# Excerpted passage start

# Toc Shaft Drive Bike Id



## Hawthornecrazy (Jun 22, 2016)

Hi Guys I picked this up at an auction today it has no head badge on it so I'm looking for some help on the identification of it. I thank you in advance for any and all help you can give me. I will be posting it up for sale and want to be able to discribe it as best I can. Thanks again


----------



## corbettclassics (Jun 22, 2016)

Looks like remnants of a "Crescent" badge to me.


----------



## Bicycleface (Jun 22, 2016)

I'm going with Cresent as well. It's got that swoop above the bottom bracket and low headbadge holes.


----------



## bricycle (Jun 23, 2016)

Three for Crescent. grips are kool, contact me if wanna sell them.


----------



## Hawthornecrazy (Jun 23, 2016)

Thanks for the lead guys I have it narrowed down to a Western Wheel Works 1899 Crescent #18. 
Thanks Again


----------



## locomotion (Jun 23, 2016)

yes Crescent
pedals look Crescent, grips are real cool


----------



## highwheel431 (Jun 23, 2016)

Pedals should have the word Crescent on the plates.


----------



## locomotion (Jun 24, 2016)

highwheel431 said:


> Pedals should have the word Crescent on the plates.




yes the pedal, seat and grips should be marked Crescent (but those are not Crescent grips) so you should sell them to me  
but I am no expert, just comparing to my '97 #10 Crescent
I taught I had a spare #18 badge but it's a #12


----------



## olderthandirt (Jul 10, 2016)

cool seat clamp !


----------



## olderthandirt (Jul 12, 2016)

yeah i really like the grips also what do you have in mind $$$$$$ 100.00 sound about right ?if you wrap steaming hot turkish towels around them for a half of an hour they should come free without damage .


----------

# Excerpted passage end
# Extracted material start

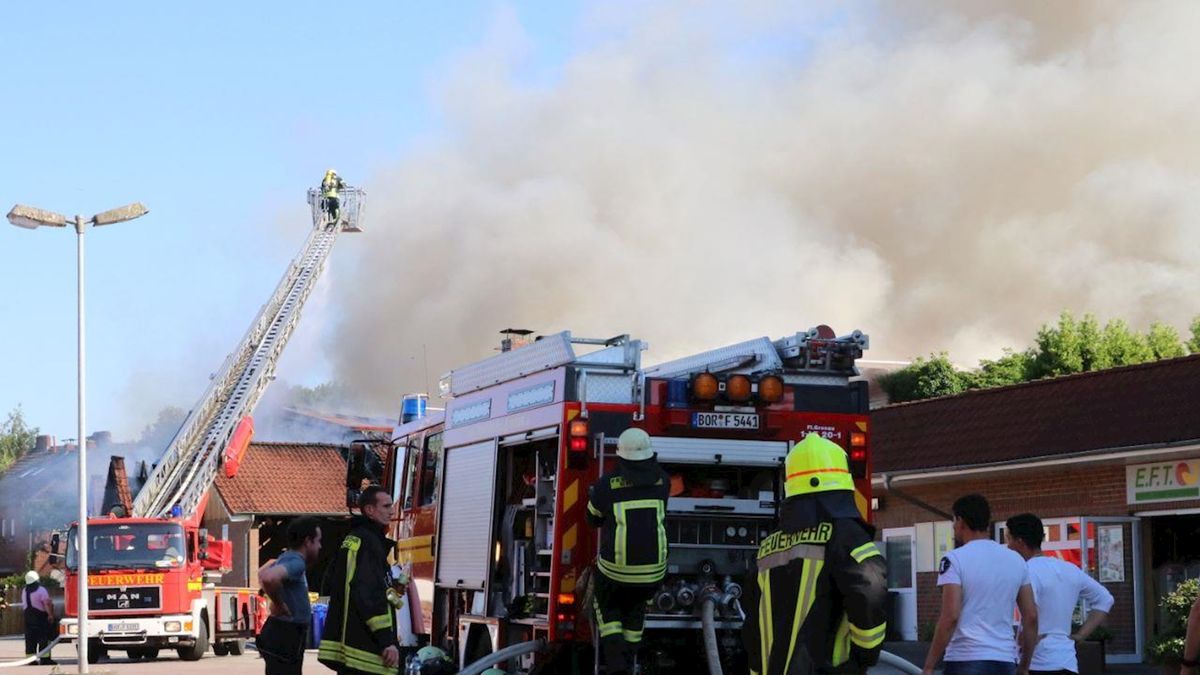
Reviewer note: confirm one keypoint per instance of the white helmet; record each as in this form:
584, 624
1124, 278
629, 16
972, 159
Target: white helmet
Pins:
634, 444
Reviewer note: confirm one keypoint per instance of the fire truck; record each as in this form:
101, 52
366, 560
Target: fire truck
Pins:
151, 567
492, 491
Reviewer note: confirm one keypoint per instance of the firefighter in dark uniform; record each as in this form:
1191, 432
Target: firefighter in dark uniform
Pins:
816, 602
360, 629
330, 192
629, 506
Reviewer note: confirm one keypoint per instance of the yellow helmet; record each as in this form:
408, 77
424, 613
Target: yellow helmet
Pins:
816, 465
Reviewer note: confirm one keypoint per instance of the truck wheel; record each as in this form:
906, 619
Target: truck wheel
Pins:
95, 651
196, 651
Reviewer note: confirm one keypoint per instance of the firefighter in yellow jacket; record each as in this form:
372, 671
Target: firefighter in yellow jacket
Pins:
815, 603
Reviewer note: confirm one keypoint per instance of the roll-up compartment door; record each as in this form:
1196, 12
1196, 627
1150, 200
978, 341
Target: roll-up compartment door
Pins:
466, 541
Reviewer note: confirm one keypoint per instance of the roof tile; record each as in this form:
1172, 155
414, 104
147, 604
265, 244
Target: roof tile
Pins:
287, 478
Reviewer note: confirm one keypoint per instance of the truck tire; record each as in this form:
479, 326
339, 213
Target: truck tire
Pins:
95, 651
196, 651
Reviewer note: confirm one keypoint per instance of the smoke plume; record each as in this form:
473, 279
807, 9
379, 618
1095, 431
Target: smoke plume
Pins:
943, 175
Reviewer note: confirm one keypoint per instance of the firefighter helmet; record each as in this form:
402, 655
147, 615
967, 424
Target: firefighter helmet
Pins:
816, 465
634, 444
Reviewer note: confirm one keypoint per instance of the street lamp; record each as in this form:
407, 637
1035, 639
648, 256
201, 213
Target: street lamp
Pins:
33, 217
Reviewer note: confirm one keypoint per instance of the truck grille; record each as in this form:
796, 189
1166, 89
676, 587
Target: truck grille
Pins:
125, 598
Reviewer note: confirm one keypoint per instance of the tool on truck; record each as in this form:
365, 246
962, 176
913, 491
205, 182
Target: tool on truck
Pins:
153, 568
492, 491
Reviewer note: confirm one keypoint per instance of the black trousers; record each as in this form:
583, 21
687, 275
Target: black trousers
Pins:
37, 633
621, 616
281, 644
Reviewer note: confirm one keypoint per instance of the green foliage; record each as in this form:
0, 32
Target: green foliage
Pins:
1167, 647
1008, 369
1164, 341
1066, 347
925, 378
16, 438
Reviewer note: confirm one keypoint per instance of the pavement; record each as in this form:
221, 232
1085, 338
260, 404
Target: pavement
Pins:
13, 647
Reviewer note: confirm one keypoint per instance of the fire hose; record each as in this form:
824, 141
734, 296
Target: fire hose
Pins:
504, 655
888, 658
29, 659
706, 620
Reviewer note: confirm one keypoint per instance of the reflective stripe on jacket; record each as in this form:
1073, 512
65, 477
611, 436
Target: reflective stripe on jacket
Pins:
816, 601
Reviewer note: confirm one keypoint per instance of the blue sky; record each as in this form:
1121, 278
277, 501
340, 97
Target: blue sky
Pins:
217, 117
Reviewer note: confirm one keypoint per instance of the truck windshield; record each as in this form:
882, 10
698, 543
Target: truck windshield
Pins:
126, 547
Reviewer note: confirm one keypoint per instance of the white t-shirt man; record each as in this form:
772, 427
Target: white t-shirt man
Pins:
990, 575
1057, 586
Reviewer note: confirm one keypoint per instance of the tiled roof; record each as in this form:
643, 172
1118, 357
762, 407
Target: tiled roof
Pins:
1123, 407
287, 478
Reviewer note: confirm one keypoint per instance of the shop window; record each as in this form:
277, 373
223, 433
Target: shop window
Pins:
898, 551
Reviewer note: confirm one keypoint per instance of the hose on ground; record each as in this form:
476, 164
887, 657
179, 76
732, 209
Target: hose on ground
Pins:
709, 629
504, 655
29, 659
888, 658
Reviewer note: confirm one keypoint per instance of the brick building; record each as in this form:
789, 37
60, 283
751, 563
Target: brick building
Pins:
275, 484
1110, 460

# Extracted material end

_Directive 1_:
In the forum thread on identifying the shaft drive bike, what reasons does Bicycleface give for calling it a Crescent?
_Directive 2_:
Summarize the forum thread on identifying the shaft drive bike in two sentences.

_Correct result 1_:
Bicycleface points to the swoop above the bottom bracket and the low headbadge holes.

_Correct result 2_:
A member bought an auction bike with no head badge and asked for help identifying it, so it could be described well when offered for sale. Other members pointed to Crescent, citing what looked like remnants of a Crescent badge, the swoop above the bottom bracket and the low headbadge holes, and the owner narrowed it to a Western Wheel Works 1899 Crescent #18, while others noted that the pedals, seat and grips should be marked Crescent and praised the grips.